## TEXT PROVIDED:
◆ ◆ ◆ ◆
The Southeast Asian country’s gross domestic product will probably rise 1.5 percent to 2.5 percent this year, Prime Minister Lee Hsien Loong said in a televised message yesterday on the eve of the city state’s National Day. The government previously predicted growth of 1 percent to 3 percent. The economy grew 1.7 percent in the first half, he said.
Policy makers across the world are girding for a deeper impact from Europe’s sovereign-debt crisis, with Asian central banks from China to South Korea and the Philippines cutting interest rates last month. Singapore remains vulnerable to fluctuations in overseas orders for manufactured goods even as the government boosts financial services and tourism, and the central bank in July warned growth may be below 1 percent should the global economy worsen significantly.
The island’s GDP probably expanded 0.5 percent in the second quarter from the first, according to the median estimate of 11 economists surveyed by Bloomberg News. Initial government figures released last month showed a 1.1 percent decline. Revised data will be released Aug. 10.
“Weak external demand on account of the economic turmoil in the euro zone and the fading growth momentum in the U.S. continues to weigh on the growth pace of the economy,” Irvin Seah, a Singapore-based economist at DBS Group Holdings Ltd., said in an e-mail this week. “Though sectors such as the retail and tourism related services have remained fairly resilient, growth momentum in sectors such as wholesale trade, transportation services and financial services are moderating.”
Temasek Holdings Pte, the state-owned investment company, said last month profit declined 16 percent in the fiscal year through March as contributions from units fell amid the global slowdown. The benchmark Straits Times stock index slipped 4.4 percent in the second quarter.
Singapore will celebrate its 47th year of independence today with an annual parade of tanks, artillery, fighter jet and firework displays. Lee’s speech focused mainly on domestic issues as the country wrestles with rising costs and the integration of immigrants.
The city has added about 1 million people since the beginning of 2005 as the government allowed more immigration to make up for a declining birth rate, angering Singaporeans who blame the foreigners for crowded transportation, rising home prices and competition for jobs.
With about 3.3 million citizens and 2 million foreign residents, the government is under pressure to placate voters without disrupting the influx of talent and labor that helped forge the only advanced economy in Southeast Asia.
“We are managing the inflow to minimize the strains on our infrastructure and society,” Lee, 60, said in his speech yesterday. “But Singaporeans must remain confident and open, and welcome those who will strengthen our team and help us and our children do better.”
The prime minister pledged the ruling party will change the way it governs after returning to power in May last year with the smallest victory since independence.
◆ ◆ ◆ ◆
## Records from a collection:
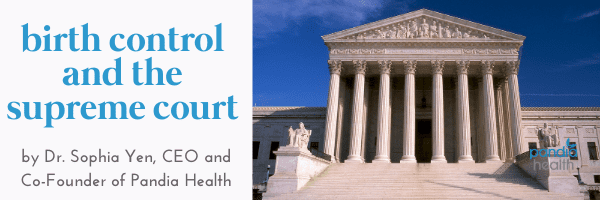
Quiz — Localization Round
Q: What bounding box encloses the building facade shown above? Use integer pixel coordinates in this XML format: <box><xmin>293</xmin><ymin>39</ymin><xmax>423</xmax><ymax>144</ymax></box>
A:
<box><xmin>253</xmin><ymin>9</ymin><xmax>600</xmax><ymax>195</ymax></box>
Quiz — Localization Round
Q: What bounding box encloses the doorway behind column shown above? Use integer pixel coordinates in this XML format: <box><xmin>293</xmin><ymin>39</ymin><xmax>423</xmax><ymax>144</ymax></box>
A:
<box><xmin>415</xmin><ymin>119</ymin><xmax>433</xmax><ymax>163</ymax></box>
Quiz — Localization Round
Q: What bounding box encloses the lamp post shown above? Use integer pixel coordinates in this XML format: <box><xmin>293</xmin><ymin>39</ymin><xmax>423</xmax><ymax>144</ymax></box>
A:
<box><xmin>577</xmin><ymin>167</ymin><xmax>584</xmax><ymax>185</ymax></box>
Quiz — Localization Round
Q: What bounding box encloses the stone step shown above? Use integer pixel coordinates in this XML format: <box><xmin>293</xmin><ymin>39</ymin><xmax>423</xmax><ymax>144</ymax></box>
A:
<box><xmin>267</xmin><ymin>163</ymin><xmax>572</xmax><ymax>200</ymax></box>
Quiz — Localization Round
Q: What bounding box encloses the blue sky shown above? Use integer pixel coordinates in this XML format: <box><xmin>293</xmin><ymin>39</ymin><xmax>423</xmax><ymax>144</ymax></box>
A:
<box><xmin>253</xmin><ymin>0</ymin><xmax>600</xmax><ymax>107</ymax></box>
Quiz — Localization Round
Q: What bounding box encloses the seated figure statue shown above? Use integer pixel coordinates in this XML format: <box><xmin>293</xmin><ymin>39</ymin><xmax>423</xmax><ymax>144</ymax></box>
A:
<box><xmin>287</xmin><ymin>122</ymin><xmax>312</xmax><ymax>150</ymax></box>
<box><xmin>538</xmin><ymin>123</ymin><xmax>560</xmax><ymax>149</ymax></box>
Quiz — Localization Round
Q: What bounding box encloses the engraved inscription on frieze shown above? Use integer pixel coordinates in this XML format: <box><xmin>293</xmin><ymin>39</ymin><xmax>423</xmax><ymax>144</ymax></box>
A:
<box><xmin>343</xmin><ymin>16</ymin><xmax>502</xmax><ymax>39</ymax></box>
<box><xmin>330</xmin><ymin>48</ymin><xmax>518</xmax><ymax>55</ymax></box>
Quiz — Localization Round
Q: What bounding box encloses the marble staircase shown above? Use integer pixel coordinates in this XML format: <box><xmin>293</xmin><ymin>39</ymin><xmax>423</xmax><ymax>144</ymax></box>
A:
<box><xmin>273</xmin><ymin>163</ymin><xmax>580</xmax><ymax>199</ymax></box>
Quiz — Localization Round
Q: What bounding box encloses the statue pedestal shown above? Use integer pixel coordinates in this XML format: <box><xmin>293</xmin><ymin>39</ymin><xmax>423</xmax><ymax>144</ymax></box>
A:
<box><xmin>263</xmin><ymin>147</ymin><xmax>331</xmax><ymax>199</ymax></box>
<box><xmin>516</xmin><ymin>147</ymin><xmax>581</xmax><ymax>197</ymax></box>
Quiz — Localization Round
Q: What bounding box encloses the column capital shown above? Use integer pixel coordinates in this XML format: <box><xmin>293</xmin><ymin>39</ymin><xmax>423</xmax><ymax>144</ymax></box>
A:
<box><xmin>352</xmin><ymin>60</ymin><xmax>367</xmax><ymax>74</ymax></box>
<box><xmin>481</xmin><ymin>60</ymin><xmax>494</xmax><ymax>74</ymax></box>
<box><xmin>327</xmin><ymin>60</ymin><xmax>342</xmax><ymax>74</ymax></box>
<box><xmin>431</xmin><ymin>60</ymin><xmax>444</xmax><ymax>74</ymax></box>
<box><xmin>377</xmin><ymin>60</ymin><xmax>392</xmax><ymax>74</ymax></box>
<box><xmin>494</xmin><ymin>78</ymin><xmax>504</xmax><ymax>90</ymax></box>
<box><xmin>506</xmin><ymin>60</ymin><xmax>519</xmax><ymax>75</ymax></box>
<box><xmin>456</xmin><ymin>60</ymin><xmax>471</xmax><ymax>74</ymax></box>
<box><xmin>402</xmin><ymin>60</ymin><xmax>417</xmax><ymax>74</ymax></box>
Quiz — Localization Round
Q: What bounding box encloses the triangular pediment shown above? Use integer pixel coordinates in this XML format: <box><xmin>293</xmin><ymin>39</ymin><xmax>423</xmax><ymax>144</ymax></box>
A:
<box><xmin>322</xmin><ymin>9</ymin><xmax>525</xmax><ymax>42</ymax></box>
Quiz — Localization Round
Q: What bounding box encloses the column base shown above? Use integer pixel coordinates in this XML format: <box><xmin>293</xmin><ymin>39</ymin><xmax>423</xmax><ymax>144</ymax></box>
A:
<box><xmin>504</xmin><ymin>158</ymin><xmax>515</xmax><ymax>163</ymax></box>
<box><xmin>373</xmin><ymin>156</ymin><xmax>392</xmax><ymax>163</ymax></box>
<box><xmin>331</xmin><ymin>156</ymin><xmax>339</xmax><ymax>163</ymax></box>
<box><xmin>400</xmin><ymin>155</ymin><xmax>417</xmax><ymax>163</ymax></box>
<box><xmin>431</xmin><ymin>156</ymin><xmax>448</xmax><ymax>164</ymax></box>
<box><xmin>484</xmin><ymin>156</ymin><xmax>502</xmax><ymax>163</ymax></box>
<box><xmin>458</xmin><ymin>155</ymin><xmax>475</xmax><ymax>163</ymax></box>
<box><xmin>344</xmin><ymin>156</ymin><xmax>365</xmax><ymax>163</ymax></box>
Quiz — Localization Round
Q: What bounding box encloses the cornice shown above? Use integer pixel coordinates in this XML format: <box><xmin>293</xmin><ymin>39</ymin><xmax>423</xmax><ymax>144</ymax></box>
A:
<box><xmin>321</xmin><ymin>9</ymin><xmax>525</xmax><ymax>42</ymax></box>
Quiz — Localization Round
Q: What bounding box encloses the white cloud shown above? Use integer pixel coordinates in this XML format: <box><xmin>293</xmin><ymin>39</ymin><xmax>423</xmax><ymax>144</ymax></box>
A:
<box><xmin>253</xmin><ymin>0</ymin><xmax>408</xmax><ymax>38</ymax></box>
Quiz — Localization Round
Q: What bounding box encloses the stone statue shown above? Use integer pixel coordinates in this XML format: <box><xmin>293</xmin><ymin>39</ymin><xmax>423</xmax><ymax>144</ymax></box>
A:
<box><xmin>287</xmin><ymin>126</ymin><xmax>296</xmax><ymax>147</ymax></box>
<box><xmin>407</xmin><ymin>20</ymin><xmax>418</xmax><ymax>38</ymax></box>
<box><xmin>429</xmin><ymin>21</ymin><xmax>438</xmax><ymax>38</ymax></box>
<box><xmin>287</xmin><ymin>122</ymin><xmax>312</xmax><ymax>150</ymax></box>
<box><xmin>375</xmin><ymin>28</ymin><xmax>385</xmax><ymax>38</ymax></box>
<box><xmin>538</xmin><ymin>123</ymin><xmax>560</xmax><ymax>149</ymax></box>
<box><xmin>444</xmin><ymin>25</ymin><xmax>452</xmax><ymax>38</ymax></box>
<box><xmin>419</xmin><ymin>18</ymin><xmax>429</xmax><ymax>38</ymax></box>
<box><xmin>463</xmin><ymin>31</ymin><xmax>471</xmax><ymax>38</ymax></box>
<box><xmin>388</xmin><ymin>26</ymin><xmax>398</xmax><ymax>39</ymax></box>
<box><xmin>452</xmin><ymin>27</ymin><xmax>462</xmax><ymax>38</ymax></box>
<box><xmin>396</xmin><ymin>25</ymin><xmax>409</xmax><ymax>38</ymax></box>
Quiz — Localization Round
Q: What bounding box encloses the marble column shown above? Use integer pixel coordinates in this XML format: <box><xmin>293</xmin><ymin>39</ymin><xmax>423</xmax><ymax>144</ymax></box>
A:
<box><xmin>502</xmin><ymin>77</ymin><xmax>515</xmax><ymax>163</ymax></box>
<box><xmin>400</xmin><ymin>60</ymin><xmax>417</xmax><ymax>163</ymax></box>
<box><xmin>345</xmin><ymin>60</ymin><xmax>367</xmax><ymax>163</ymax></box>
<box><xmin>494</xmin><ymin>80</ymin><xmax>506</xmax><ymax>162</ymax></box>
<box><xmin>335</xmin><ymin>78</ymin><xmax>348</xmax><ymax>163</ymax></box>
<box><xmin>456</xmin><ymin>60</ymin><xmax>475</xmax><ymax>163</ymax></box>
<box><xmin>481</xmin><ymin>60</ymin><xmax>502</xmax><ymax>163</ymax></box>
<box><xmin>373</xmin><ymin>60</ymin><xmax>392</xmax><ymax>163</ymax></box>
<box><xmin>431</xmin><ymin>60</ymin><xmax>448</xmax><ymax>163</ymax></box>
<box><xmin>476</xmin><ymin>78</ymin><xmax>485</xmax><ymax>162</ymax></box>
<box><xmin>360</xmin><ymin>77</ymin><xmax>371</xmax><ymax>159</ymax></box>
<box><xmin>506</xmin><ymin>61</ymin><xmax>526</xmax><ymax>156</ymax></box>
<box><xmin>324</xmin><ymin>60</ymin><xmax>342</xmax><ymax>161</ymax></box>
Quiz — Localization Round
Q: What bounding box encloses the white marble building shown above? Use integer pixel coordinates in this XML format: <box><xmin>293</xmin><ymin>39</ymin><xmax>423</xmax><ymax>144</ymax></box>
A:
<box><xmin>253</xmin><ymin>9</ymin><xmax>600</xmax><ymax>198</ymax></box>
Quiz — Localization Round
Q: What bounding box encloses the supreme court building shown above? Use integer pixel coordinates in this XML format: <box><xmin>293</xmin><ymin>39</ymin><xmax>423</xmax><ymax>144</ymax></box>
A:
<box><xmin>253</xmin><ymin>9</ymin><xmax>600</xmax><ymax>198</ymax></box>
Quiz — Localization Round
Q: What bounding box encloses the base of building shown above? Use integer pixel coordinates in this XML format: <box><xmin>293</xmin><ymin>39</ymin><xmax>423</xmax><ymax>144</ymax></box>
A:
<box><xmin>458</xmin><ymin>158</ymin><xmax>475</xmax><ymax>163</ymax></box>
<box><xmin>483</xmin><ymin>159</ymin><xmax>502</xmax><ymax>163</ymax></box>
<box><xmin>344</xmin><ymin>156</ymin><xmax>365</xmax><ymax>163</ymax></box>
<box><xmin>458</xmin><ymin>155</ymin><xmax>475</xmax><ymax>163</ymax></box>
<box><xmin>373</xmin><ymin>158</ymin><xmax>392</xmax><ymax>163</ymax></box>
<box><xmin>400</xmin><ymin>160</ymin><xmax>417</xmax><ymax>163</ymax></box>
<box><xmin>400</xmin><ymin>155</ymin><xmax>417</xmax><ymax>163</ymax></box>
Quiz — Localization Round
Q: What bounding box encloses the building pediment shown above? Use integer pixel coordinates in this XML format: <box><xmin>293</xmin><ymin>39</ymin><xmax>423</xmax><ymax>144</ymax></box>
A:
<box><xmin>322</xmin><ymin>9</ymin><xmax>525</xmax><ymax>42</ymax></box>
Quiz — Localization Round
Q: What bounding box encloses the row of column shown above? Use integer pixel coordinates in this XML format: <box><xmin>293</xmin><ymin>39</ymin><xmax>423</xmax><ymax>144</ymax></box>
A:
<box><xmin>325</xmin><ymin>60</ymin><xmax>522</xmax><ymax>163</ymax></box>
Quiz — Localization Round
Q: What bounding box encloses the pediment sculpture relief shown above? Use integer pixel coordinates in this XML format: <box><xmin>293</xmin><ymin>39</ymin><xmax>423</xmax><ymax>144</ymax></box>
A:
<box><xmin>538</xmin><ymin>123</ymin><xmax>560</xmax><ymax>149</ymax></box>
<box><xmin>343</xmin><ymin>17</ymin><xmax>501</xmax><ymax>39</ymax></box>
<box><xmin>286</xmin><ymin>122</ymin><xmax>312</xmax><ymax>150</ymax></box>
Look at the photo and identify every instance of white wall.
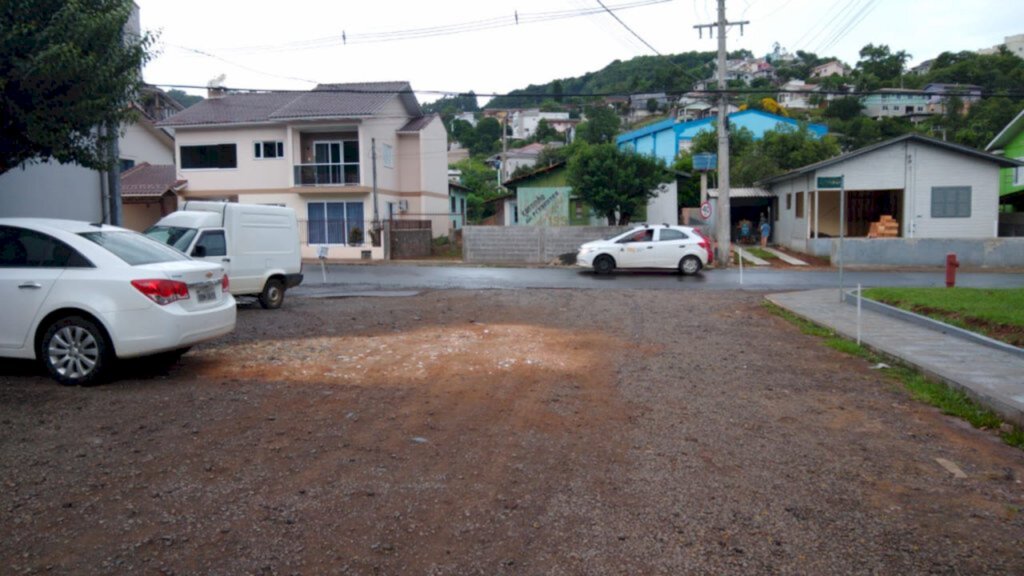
◆ ◆ ◆ ◆
## WHAT IS BEING ASKED:
According to the article on Singapore's economy, how much did the economy grow in the first half of the year? The records are separate material, not tied to the text.

## ANSWER TO THIS EXERCISE:
1.7 percent.